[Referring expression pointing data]
- - -

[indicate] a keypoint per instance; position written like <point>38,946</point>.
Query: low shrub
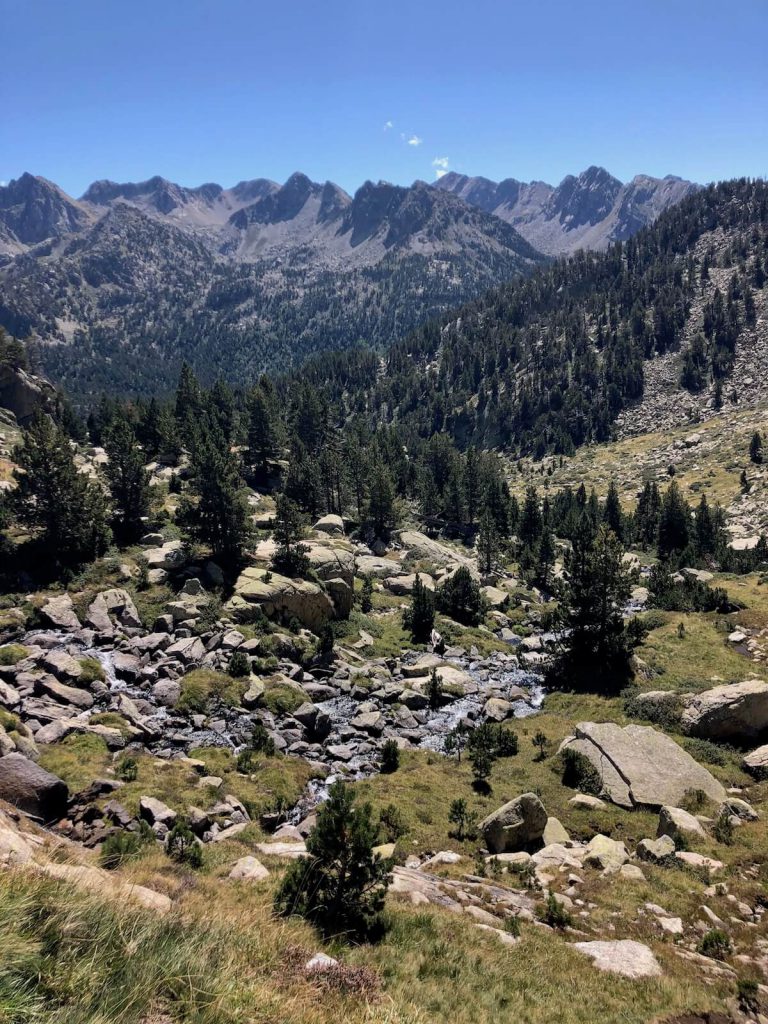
<point>201,686</point>
<point>715,943</point>
<point>553,912</point>
<point>390,758</point>
<point>580,773</point>
<point>12,653</point>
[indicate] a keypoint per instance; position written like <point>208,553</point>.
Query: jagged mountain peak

- - -

EXERCISE REQUIREMENTS:
Give every entry again as it is, dropping its pictures.

WRITTEN SOLUTION:
[indicate] a keypoint per instance; position written like <point>38,946</point>.
Query: low shrub
<point>201,686</point>
<point>715,943</point>
<point>553,912</point>
<point>390,758</point>
<point>580,773</point>
<point>12,653</point>
[indicate] a keypoint per instance; position written like <point>208,553</point>.
Query: jagged mountain peak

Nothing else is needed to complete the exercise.